### Problem:
Retype these lines verbatim, starting with the line that contains "Drop a pin on every instance of the white road" and ending after the line that contains "x=1116, y=567".

(Stored data entries)
------------------------------

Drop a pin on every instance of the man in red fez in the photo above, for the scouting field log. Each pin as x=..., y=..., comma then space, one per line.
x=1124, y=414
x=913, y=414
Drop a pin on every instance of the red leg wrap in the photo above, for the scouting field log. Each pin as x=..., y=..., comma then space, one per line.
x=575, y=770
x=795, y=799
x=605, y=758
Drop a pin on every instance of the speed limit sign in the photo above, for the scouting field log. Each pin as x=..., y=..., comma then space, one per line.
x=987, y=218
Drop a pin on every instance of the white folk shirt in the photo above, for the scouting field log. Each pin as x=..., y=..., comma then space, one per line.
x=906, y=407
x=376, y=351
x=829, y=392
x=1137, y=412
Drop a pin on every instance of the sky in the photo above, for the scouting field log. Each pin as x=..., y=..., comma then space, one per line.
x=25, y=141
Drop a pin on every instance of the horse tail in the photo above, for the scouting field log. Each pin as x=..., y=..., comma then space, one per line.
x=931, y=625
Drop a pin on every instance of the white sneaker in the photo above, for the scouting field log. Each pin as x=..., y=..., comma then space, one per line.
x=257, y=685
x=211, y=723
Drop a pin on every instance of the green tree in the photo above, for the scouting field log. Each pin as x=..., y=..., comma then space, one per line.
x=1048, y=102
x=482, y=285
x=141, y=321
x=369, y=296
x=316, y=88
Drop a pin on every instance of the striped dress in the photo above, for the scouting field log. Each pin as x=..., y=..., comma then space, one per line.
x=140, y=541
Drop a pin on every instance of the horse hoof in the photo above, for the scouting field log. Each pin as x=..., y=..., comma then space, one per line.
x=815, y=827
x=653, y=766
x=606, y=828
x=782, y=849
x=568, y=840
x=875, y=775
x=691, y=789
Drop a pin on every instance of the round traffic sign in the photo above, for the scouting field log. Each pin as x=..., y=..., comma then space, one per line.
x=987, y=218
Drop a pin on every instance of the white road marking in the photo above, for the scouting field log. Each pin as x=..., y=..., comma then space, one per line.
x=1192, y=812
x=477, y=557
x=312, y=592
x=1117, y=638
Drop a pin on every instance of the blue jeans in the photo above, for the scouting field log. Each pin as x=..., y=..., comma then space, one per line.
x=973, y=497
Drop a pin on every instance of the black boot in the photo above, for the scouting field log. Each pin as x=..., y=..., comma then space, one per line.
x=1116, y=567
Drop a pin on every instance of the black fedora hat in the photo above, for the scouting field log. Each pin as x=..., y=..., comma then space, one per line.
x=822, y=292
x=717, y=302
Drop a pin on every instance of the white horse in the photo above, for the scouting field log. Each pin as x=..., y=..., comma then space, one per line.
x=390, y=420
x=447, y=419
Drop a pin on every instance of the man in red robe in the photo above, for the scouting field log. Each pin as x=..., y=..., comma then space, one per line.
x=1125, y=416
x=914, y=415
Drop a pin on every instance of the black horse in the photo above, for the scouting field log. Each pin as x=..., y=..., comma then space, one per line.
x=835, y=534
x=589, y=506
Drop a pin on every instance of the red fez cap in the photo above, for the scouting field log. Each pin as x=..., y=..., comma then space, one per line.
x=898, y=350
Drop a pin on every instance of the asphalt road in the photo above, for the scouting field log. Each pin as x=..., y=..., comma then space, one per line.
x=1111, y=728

------------------------------

### Exercise output:
Drop a pin on every instance of the white road marking in the photo above, for the scouting field log. Each pin as x=..., y=..., comma then space, one per line.
x=1192, y=812
x=477, y=557
x=312, y=592
x=1117, y=638
Drop a pin on every instance of the blue jeans in the photo above, for the scouting field log. Each pin as x=..., y=..., comma then space, one per line.
x=973, y=497
Drop a pin on every instance of the black boot in the photo above, for the scouting field log. Each pin as x=..., y=..., comma then space, one per line.
x=1116, y=567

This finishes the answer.